課題の指示 -
1. 抜粋の「自社だけでは情報収集やイノベ」から「ているため、この名がついた。」に至るまでの全文を、一字も変えずに書き直してください。
2. 抜粋の内容をもとに、次の問いに答えてください。
(a) CVCを立ち上げたのは何年何月か。
(b) Piezo Sonicの所在地はどこか。
(c) Piezo Sonicの超音波モーターは何を用いているか。

抜粋 -
"""

同社はロボットやMRI(磁気共鳴画像法)などで用いられる超音波モーターを開発、製造するスタートアップのPiezo Sonic(東京都世田谷区)に出資した。

自社だけでは情報収集やイノベーション(革新的な価値を創造する取り組み)の創出が難しいと判断、外部の最先端技術やビジネスモデルを導入することで、次世代事業の開発に取り組むことにした。

2023年11月にCVC(企業が自己資金でファンドを組成し、スタートアップなどに出資する取り組み)を立ち上げ、この取り組みの一環として今回の出資を決めており、今後、スタートアップへの資本参加が増えそうだ。

宇宙用真空超音波モーターの開発も推進

Piezo Sonicが手がけている超音波モーターは、電圧を加えると変形する圧電セラミックを用いるもので、変形量を制御することで回転運動を生み出す。超音波領域の振動を駆動源としているため、この名がついた。

"""

表示データ -
"""

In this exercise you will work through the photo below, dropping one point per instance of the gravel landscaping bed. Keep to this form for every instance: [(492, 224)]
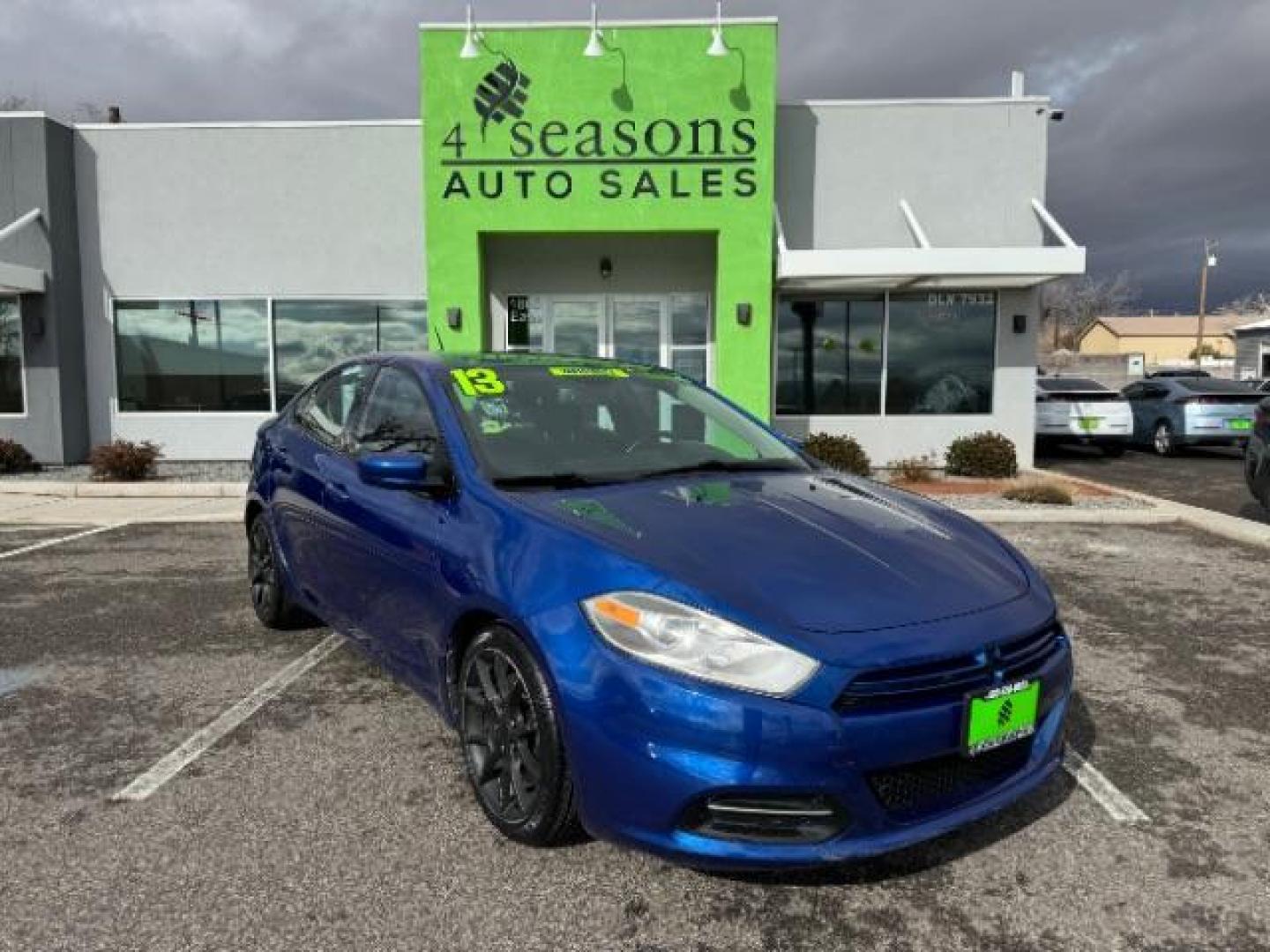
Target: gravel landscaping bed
[(989, 502), (165, 472)]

"""

各課題の解答 -
1.
自社だけでは情報収集やイノベーション(革新的な価値を創造する取り組み)の創出が難しいと判断、外部の最先端技術やビジネスモデルを導入することで、次世代事業の開発に取り組むことにした。

2023年11月にCVC(企業が自己資金でファンドを組成し、スタートアップなどに出資する取り組み)を立ち上げ、この取り組みの一環として今回の出資を決めており、今後、スタートアップへの資本参加が増えそうだ。

宇宙用真空超音波モーターの開発も推進

Piezo Sonicが手がけている超音波モーターは、電圧を加えると変形する圧電セラミックを用いるもので、変形量を制御することで回転運動を生み出す。超音波領域の振動を駆動源としているため、この名がついた。

2.
(a) 2023年11月
(b) 東京都世田谷区
(c) 電圧を加えると変形する圧電セラミック